▶ TO DO
Extract every one of the following rows and reproduce each of its lines verbatim, without any change.

▶ RECORDS FOR THIS EXERCISE
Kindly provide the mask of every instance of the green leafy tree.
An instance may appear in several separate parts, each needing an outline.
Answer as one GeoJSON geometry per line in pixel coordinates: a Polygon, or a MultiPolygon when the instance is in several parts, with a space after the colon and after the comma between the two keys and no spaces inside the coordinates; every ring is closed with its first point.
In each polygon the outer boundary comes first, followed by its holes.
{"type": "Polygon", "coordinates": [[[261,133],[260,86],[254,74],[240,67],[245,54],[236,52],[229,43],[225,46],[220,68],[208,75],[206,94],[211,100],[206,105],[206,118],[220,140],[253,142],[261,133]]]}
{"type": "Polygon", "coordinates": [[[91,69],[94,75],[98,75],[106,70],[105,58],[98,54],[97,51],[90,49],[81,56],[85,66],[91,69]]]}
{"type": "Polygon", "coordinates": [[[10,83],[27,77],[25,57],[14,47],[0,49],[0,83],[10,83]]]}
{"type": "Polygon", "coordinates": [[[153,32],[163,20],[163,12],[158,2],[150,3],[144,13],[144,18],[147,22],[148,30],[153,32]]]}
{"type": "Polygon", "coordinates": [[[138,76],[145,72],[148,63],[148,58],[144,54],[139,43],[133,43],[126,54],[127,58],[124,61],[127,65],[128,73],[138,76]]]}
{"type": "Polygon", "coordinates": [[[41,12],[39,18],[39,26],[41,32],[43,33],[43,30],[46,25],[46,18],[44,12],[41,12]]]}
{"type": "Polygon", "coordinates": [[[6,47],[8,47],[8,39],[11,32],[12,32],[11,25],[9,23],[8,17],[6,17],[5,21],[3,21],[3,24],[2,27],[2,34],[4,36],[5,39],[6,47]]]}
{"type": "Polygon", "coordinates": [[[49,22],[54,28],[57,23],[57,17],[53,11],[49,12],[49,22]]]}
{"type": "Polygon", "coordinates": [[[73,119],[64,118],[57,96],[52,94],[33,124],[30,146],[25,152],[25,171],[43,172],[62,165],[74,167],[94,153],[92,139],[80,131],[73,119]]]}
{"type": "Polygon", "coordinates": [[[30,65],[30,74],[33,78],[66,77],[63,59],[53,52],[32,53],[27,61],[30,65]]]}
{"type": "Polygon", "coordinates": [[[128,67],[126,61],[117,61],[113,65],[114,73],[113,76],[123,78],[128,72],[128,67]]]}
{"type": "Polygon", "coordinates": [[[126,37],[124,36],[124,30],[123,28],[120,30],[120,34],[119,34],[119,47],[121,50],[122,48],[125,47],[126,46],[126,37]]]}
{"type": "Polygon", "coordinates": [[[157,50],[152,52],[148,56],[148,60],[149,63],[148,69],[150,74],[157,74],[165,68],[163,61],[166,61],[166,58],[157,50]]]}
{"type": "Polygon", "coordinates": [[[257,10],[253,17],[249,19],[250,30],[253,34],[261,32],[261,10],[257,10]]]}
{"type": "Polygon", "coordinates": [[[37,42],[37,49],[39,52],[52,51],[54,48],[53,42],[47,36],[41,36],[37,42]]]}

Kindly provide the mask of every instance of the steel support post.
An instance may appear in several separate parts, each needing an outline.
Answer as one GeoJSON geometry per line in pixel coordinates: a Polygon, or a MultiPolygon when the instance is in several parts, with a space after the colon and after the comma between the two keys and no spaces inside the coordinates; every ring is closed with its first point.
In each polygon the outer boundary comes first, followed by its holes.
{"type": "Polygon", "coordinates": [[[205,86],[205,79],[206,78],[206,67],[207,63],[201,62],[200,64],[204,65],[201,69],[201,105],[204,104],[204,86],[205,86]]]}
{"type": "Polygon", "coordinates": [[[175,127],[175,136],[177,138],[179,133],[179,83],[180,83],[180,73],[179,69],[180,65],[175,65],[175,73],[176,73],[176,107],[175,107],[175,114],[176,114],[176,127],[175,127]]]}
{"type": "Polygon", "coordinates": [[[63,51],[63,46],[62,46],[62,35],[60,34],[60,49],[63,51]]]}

▶ WRITTEN ANSWER
Kindly provide the mask of every instance of the green leafy tree.
An instance may appear in several separate parts, each needing an outline.
Answer as one GeoJSON geometry per line in pixel coordinates: a Polygon, or a MultiPolygon when the instance is in several parts, with a space after the colon and after the comma between the two keys and no spaces inside the coordinates; every ring is closed with its first point.
In each polygon the outer boundary comes first, followed by its holes.
{"type": "Polygon", "coordinates": [[[261,133],[260,86],[254,74],[240,67],[245,54],[236,52],[229,43],[225,46],[220,68],[208,75],[206,94],[211,100],[206,105],[206,118],[220,140],[253,142],[261,133]]]}
{"type": "Polygon", "coordinates": [[[91,69],[94,75],[98,75],[106,70],[105,58],[98,54],[97,51],[90,49],[81,56],[85,66],[91,69]]]}
{"type": "Polygon", "coordinates": [[[10,83],[27,77],[25,57],[14,47],[0,49],[0,83],[10,83]]]}
{"type": "Polygon", "coordinates": [[[153,32],[163,20],[163,12],[158,2],[150,3],[144,13],[144,18],[147,22],[148,30],[153,32]]]}
{"type": "Polygon", "coordinates": [[[138,76],[145,72],[148,63],[148,58],[144,54],[139,43],[133,43],[126,54],[127,58],[124,61],[127,65],[128,73],[138,76]]]}
{"type": "Polygon", "coordinates": [[[41,12],[39,18],[39,26],[41,32],[43,33],[43,30],[46,25],[46,18],[44,12],[41,12]]]}
{"type": "Polygon", "coordinates": [[[6,47],[8,47],[8,39],[11,32],[12,32],[11,25],[9,23],[8,17],[6,17],[5,21],[3,21],[3,24],[2,27],[2,34],[4,36],[5,39],[6,47]]]}
{"type": "Polygon", "coordinates": [[[49,22],[54,28],[57,23],[57,17],[53,11],[49,12],[49,22]]]}
{"type": "Polygon", "coordinates": [[[73,119],[64,118],[57,96],[52,94],[33,124],[30,146],[25,152],[25,171],[43,172],[62,165],[74,167],[94,153],[92,139],[80,131],[73,119]]]}
{"type": "Polygon", "coordinates": [[[30,65],[30,74],[33,78],[66,77],[63,59],[53,52],[32,53],[27,61],[30,65]]]}
{"type": "Polygon", "coordinates": [[[128,67],[126,61],[117,61],[113,65],[114,73],[113,76],[123,78],[128,72],[128,67]]]}
{"type": "Polygon", "coordinates": [[[126,37],[124,36],[124,30],[123,28],[120,30],[120,34],[119,34],[119,47],[121,50],[122,48],[125,47],[126,46],[126,37]]]}
{"type": "Polygon", "coordinates": [[[157,50],[152,52],[148,56],[148,60],[149,63],[148,69],[150,74],[157,74],[165,68],[163,61],[166,61],[166,58],[157,50]]]}
{"type": "Polygon", "coordinates": [[[257,10],[253,17],[249,19],[250,30],[253,34],[261,32],[261,10],[257,10]]]}
{"type": "Polygon", "coordinates": [[[37,42],[37,49],[39,52],[52,51],[54,48],[53,42],[47,36],[41,36],[37,42]]]}

Kindly provide the mask of every instance of the steel support post.
An instance may appear in several separate parts, each needing an outline.
Answer as one GeoJSON geometry per line in pixel coordinates: a Polygon, or a MultiPolygon when the instance is in several parts, with a space after the colon and after the comma between the two keys and no spaces inside the coordinates; every ring is closed with its first point.
In each polygon the outer boundary comes first, followed by its holes.
{"type": "Polygon", "coordinates": [[[205,86],[205,79],[206,78],[206,67],[207,63],[201,62],[200,64],[204,65],[201,69],[201,105],[204,104],[204,86],[205,86]]]}
{"type": "Polygon", "coordinates": [[[175,127],[175,136],[177,138],[179,133],[179,83],[180,83],[180,73],[179,69],[180,65],[175,65],[175,73],[176,73],[176,107],[175,107],[175,114],[176,114],[176,127],[175,127]]]}
{"type": "Polygon", "coordinates": [[[63,51],[63,46],[62,46],[62,35],[60,34],[60,49],[63,51]]]}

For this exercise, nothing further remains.